RECORD EXCERPTS
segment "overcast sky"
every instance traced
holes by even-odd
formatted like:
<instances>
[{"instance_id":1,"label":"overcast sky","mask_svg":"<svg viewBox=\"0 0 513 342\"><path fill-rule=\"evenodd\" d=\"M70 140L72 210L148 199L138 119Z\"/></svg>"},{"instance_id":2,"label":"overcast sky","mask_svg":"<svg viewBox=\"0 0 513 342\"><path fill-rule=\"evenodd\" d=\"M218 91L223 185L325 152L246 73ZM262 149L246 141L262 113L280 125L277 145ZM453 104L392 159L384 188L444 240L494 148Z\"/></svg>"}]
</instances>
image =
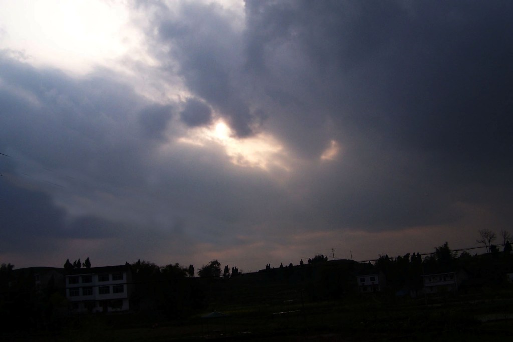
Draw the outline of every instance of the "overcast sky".
<instances>
[{"instance_id":1,"label":"overcast sky","mask_svg":"<svg viewBox=\"0 0 513 342\"><path fill-rule=\"evenodd\" d=\"M2 1L0 262L247 272L513 232L511 17L498 0Z\"/></svg>"}]
</instances>

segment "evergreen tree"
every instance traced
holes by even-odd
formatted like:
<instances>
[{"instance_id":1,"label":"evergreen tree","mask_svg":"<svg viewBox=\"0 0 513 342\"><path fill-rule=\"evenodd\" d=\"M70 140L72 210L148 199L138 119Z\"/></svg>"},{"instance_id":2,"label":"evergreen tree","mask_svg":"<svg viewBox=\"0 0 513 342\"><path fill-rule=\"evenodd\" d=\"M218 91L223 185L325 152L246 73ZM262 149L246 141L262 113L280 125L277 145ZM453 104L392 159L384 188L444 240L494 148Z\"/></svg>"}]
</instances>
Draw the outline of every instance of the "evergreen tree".
<instances>
[{"instance_id":1,"label":"evergreen tree","mask_svg":"<svg viewBox=\"0 0 513 342\"><path fill-rule=\"evenodd\" d=\"M225 278L230 277L230 268L228 267L228 265L225 266L225 271L223 274L223 276Z\"/></svg>"},{"instance_id":2,"label":"evergreen tree","mask_svg":"<svg viewBox=\"0 0 513 342\"><path fill-rule=\"evenodd\" d=\"M511 243L509 241L506 242L504 245L504 253L509 253L511 252Z\"/></svg>"},{"instance_id":3,"label":"evergreen tree","mask_svg":"<svg viewBox=\"0 0 513 342\"><path fill-rule=\"evenodd\" d=\"M221 265L217 260L212 260L208 265L200 268L198 274L202 278L220 276Z\"/></svg>"},{"instance_id":4,"label":"evergreen tree","mask_svg":"<svg viewBox=\"0 0 513 342\"><path fill-rule=\"evenodd\" d=\"M73 265L69 262L69 259L66 259L66 263L64 264L64 269L66 271L73 269Z\"/></svg>"}]
</instances>

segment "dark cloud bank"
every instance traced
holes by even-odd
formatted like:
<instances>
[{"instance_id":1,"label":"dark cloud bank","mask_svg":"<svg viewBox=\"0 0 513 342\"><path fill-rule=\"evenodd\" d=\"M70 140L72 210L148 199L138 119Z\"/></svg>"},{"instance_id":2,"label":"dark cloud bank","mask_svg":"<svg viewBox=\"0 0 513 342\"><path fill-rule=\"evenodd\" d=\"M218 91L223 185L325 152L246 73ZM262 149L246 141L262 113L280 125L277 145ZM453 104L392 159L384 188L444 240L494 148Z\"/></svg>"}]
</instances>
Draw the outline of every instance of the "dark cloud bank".
<instances>
[{"instance_id":1,"label":"dark cloud bank","mask_svg":"<svg viewBox=\"0 0 513 342\"><path fill-rule=\"evenodd\" d=\"M243 28L219 5L163 7L148 46L192 95L166 105L105 70L74 78L2 57L0 253L111 239L118 258L151 259L160 239L156 255L184 263L208 245L206 263L310 231L453 227L457 245L481 215L508 229L512 6L248 2ZM214 112L238 138L272 134L294 167L284 178L176 142ZM320 160L332 140L339 154Z\"/></svg>"}]
</instances>

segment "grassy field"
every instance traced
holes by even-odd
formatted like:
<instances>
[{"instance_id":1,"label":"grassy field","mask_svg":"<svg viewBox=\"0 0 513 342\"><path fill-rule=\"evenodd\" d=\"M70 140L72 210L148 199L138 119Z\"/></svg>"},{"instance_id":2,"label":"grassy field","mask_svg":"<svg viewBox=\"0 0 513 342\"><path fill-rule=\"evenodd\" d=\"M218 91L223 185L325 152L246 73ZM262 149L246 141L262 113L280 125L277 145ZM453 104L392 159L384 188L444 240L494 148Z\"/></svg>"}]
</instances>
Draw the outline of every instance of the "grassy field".
<instances>
[{"instance_id":1,"label":"grassy field","mask_svg":"<svg viewBox=\"0 0 513 342\"><path fill-rule=\"evenodd\" d=\"M250 290L243 290L249 291L245 298L218 293L208 308L186 319L156 314L84 315L57 332L29 331L4 335L3 340L471 341L510 337L513 326L510 289L416 299L355 295L324 301L306 300L301 291L283 287L252 297ZM264 295L268 293L273 294ZM229 316L202 318L214 311Z\"/></svg>"}]
</instances>

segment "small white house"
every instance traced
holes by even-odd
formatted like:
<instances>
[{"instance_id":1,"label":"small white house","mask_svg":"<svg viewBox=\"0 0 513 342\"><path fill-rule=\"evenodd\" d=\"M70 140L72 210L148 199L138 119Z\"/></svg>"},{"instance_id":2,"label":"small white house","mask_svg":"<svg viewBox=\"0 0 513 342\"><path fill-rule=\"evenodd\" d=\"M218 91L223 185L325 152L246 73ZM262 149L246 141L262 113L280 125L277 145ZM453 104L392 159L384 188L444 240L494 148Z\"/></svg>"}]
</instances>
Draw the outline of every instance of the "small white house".
<instances>
[{"instance_id":1,"label":"small white house","mask_svg":"<svg viewBox=\"0 0 513 342\"><path fill-rule=\"evenodd\" d=\"M386 286L386 281L383 272L369 272L357 276L358 290L361 293L380 292Z\"/></svg>"},{"instance_id":2,"label":"small white house","mask_svg":"<svg viewBox=\"0 0 513 342\"><path fill-rule=\"evenodd\" d=\"M66 295L73 313L128 310L133 290L128 266L72 270L66 276Z\"/></svg>"},{"instance_id":3,"label":"small white house","mask_svg":"<svg viewBox=\"0 0 513 342\"><path fill-rule=\"evenodd\" d=\"M426 294L457 292L462 275L455 272L426 274L422 276L424 291Z\"/></svg>"}]
</instances>

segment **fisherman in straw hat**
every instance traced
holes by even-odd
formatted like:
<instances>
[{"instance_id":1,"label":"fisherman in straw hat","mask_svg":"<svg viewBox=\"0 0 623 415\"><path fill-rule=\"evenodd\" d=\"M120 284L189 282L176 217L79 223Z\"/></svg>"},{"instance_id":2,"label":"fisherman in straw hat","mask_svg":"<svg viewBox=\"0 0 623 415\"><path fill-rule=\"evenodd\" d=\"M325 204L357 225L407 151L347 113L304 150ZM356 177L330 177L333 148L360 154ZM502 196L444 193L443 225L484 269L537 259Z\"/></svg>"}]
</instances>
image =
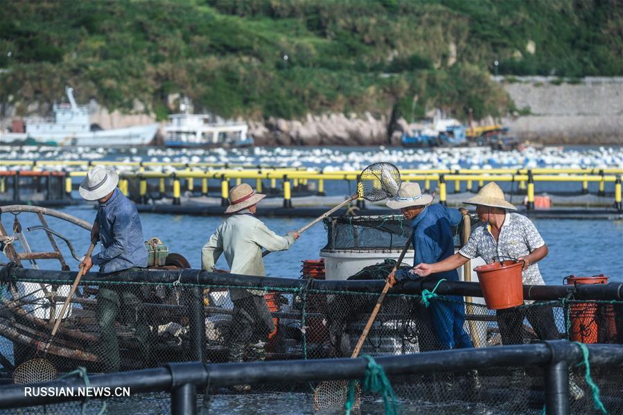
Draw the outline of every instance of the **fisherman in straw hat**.
<instances>
[{"instance_id":1,"label":"fisherman in straw hat","mask_svg":"<svg viewBox=\"0 0 623 415\"><path fill-rule=\"evenodd\" d=\"M411 272L427 276L455 270L477 256L488 264L517 259L524 262L524 284L545 285L536 263L547 254L547 246L529 219L519 213L509 213L517 208L506 201L500 186L493 182L488 183L465 203L476 206L476 214L480 219L467 243L457 253L443 261L434 263L421 261ZM558 337L551 306L534 307L529 312L523 308L498 310L497 315L504 344L523 342L525 317L527 317L540 339Z\"/></svg>"},{"instance_id":2,"label":"fisherman in straw hat","mask_svg":"<svg viewBox=\"0 0 623 415\"><path fill-rule=\"evenodd\" d=\"M265 195L256 193L246 183L229 192L230 215L210 237L201 250L202 267L213 271L221 254L225 254L231 274L265 275L262 248L284 251L299 238L296 232L280 236L255 217L256 205ZM263 291L229 290L234 303L234 317L229 330L229 361L242 362L248 352L256 352L256 360L265 355L263 345L274 330L272 316L263 297ZM257 343L253 344L252 342Z\"/></svg>"},{"instance_id":3,"label":"fisherman in straw hat","mask_svg":"<svg viewBox=\"0 0 623 415\"><path fill-rule=\"evenodd\" d=\"M137 207L117 188L119 177L113 169L96 166L89 170L79 193L87 200L98 202L97 215L91 229L91 240L99 240L103 249L85 257L80 267L85 272L98 265L100 272L109 274L134 267L147 267L143 228ZM114 322L120 308L131 310L135 316L130 324L136 328L143 355L148 353L149 326L138 312L141 301L130 290L100 287L97 317L100 326L99 360L106 371L119 370L119 344Z\"/></svg>"},{"instance_id":4,"label":"fisherman in straw hat","mask_svg":"<svg viewBox=\"0 0 623 415\"><path fill-rule=\"evenodd\" d=\"M405 219L411 221L413 229L413 248L415 251L414 262L437 262L446 259L454 254L454 240L452 227L460 223L462 215L456 209L449 209L442 204L428 206L433 200L430 195L423 195L417 183L402 182L398 194L387 202L393 209L400 209ZM405 270L398 270L390 274L388 281L393 286L398 281L414 278ZM459 280L456 270L448 270L436 273L436 279L448 281ZM441 346L444 348L473 347L471 339L463 328L465 310L461 304L462 298L448 296L455 301L433 299L430 301L430 312L432 326ZM422 314L421 313L421 315ZM423 314L424 323L427 322Z\"/></svg>"}]
</instances>

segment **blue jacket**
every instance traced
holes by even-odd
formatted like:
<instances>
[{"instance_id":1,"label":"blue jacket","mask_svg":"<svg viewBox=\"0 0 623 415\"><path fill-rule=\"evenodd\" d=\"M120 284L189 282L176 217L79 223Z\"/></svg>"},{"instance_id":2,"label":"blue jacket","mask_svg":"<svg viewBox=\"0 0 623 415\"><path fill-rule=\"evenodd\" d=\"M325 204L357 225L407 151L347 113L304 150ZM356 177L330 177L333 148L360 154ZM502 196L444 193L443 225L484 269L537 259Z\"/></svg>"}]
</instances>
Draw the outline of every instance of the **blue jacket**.
<instances>
[{"instance_id":1,"label":"blue jacket","mask_svg":"<svg viewBox=\"0 0 623 415\"><path fill-rule=\"evenodd\" d=\"M411 220L413 229L413 248L415 249L413 266L420 263L431 264L444 260L454 254L454 234L452 227L461 222L463 215L457 209L448 209L442 204L432 204ZM413 279L417 276L406 270L396 272L398 281ZM459 280L456 270L432 274L431 277L445 278L448 281Z\"/></svg>"},{"instance_id":2,"label":"blue jacket","mask_svg":"<svg viewBox=\"0 0 623 415\"><path fill-rule=\"evenodd\" d=\"M137 206L119 188L98 206L96 220L104 249L91 257L100 272L147 267L147 249Z\"/></svg>"}]
</instances>

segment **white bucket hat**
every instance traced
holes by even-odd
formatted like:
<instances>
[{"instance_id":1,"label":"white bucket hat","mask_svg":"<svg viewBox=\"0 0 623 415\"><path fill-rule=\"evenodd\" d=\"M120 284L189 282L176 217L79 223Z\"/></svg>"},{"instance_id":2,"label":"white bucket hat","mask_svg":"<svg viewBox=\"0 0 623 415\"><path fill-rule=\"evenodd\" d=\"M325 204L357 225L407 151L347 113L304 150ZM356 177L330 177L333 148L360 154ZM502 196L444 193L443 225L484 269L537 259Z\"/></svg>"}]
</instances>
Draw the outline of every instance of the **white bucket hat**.
<instances>
[{"instance_id":1,"label":"white bucket hat","mask_svg":"<svg viewBox=\"0 0 623 415\"><path fill-rule=\"evenodd\" d=\"M246 183L234 186L229 191L229 206L225 209L225 213L234 213L249 208L265 197L266 195L256 193Z\"/></svg>"},{"instance_id":2,"label":"white bucket hat","mask_svg":"<svg viewBox=\"0 0 623 415\"><path fill-rule=\"evenodd\" d=\"M423 195L417 183L403 182L400 184L398 194L385 203L392 209L401 209L410 206L424 206L432 202L432 196Z\"/></svg>"},{"instance_id":3,"label":"white bucket hat","mask_svg":"<svg viewBox=\"0 0 623 415\"><path fill-rule=\"evenodd\" d=\"M87 173L78 192L87 200L97 200L114 191L119 182L119 176L114 170L96 166Z\"/></svg>"},{"instance_id":4,"label":"white bucket hat","mask_svg":"<svg viewBox=\"0 0 623 415\"><path fill-rule=\"evenodd\" d=\"M504 192L495 182L484 185L475 196L464 202L465 204L477 204L502 209L516 211L515 206L506 201Z\"/></svg>"}]
</instances>

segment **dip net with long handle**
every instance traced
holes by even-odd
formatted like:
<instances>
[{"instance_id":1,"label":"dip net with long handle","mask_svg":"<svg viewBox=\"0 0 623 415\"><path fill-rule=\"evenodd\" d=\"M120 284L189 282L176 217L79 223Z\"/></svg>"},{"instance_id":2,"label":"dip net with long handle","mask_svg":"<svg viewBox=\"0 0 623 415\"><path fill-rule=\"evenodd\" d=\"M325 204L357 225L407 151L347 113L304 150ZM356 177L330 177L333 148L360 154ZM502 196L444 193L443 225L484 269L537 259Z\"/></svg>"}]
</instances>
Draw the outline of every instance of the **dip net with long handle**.
<instances>
[{"instance_id":1,"label":"dip net with long handle","mask_svg":"<svg viewBox=\"0 0 623 415\"><path fill-rule=\"evenodd\" d=\"M357 182L357 193L370 202L393 197L400 187L400 171L391 163L375 163L361 172Z\"/></svg>"},{"instance_id":2,"label":"dip net with long handle","mask_svg":"<svg viewBox=\"0 0 623 415\"><path fill-rule=\"evenodd\" d=\"M367 167L359 177L358 195L371 202L393 197L400 188L400 171L391 163L375 163ZM404 256L404 251L403 256ZM352 357L356 357L358 352ZM314 391L314 409L316 411L343 407L349 400L349 382L336 380L323 382ZM361 387L355 382L352 408L358 409L361 403Z\"/></svg>"}]
</instances>

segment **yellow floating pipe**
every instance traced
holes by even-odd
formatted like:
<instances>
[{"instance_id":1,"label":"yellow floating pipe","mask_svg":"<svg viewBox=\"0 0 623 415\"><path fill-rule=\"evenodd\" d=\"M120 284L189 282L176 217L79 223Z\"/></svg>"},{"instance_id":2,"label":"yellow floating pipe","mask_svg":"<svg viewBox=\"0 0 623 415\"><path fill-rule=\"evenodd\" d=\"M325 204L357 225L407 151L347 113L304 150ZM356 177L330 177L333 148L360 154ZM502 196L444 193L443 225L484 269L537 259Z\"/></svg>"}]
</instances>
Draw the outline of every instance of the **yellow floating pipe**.
<instances>
[{"instance_id":1,"label":"yellow floating pipe","mask_svg":"<svg viewBox=\"0 0 623 415\"><path fill-rule=\"evenodd\" d=\"M71 193L71 176L69 175L65 177L65 193L68 194Z\"/></svg>"}]
</instances>

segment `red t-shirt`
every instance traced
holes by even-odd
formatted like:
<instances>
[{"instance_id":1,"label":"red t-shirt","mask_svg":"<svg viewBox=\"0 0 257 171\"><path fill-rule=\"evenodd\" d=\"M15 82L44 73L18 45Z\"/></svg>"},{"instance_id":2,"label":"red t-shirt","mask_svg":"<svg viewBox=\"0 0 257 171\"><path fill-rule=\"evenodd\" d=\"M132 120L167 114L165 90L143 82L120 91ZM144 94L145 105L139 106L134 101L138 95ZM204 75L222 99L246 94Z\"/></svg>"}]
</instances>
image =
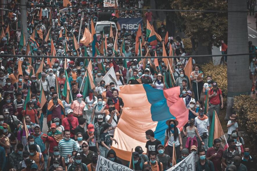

EXERCISE
Which lines of the listing above contain the string "segment"? List each of them in full.

ANSWER TO THE TASK
segment "overcast sky"
segment "evergreen tree"
segment "dark cloud bank"
segment "grassy field"
segment "small white house"
segment **fisherman in straw hat**
segment **blue jacket**
segment **white bucket hat**
segment **dip net with long handle**
segment **yellow floating pipe**
segment `red t-shirt`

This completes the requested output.